• **About this task**:
Begin at the first line of the rows and stop after the line that contains "positive clicks: (329, 24)". Output those lines as a numbered list, skipping any blank lines.

----- Task data

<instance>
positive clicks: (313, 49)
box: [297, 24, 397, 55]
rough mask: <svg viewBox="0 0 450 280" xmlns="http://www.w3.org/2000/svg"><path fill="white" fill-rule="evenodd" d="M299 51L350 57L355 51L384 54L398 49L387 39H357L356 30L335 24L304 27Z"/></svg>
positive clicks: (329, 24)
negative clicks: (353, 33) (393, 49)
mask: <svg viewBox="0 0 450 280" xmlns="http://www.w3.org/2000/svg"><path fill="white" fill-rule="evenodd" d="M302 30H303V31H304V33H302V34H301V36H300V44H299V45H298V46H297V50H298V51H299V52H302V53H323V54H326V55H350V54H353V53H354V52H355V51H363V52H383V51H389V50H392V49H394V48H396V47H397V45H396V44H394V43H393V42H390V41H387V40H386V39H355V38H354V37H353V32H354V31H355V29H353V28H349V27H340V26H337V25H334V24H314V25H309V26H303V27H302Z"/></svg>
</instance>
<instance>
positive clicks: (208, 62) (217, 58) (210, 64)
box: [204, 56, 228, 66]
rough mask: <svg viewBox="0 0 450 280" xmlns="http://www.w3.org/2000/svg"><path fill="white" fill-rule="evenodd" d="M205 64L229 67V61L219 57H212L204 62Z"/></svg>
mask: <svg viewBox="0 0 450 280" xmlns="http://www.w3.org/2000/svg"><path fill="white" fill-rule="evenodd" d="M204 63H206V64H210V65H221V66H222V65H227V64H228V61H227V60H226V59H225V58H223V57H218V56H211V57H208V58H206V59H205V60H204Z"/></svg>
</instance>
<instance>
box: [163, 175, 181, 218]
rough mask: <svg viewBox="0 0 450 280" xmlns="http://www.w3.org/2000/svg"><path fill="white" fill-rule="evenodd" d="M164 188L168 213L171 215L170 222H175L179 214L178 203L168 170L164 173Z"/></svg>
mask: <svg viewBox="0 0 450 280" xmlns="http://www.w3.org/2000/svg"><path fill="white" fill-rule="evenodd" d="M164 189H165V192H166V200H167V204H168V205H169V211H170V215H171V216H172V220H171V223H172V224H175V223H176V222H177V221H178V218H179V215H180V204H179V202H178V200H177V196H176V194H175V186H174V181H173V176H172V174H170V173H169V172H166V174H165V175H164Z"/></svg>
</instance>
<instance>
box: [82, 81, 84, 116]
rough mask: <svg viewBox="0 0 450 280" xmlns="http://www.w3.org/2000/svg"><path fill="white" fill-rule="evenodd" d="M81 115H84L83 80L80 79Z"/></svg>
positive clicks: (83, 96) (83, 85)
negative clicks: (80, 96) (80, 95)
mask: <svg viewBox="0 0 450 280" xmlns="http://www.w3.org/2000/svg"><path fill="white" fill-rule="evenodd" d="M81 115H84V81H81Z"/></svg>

----------

• **Response for this exercise**:
1. <instance>
2. positive clicks: (313, 49)
3. box: [297, 24, 397, 55]
4. rough mask: <svg viewBox="0 0 450 280" xmlns="http://www.w3.org/2000/svg"><path fill="white" fill-rule="evenodd" d="M299 51L350 57L355 51L384 54L398 49L387 39H357L356 30L335 24L304 27Z"/></svg>
5. positive clicks: (329, 24)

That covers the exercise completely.